◆ Exercise goal:
Rewrite the material below, changing every "innermost point" to "central point" and leaving everything else the same.

++++++

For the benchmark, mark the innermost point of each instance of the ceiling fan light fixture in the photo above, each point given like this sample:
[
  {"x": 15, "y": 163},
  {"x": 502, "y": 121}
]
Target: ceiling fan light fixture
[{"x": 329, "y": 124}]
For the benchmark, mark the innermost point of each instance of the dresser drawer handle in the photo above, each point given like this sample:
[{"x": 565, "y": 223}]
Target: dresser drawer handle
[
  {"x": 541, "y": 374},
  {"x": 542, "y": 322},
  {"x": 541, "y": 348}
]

++++++

◆ Task result:
For the benchmark, mark the central point of each instance of the ceiling fan light fixture in the photo above, each point given like this sample:
[
  {"x": 15, "y": 163},
  {"x": 502, "y": 121}
]
Target: ceiling fan light fixture
[{"x": 329, "y": 124}]
For the benchmark, mark the central point of each instance of the dresser drawer handle in the photo above, each point given like this sample:
[{"x": 565, "y": 223}]
Target: dresser drawer handle
[
  {"x": 541, "y": 374},
  {"x": 542, "y": 322},
  {"x": 541, "y": 348}
]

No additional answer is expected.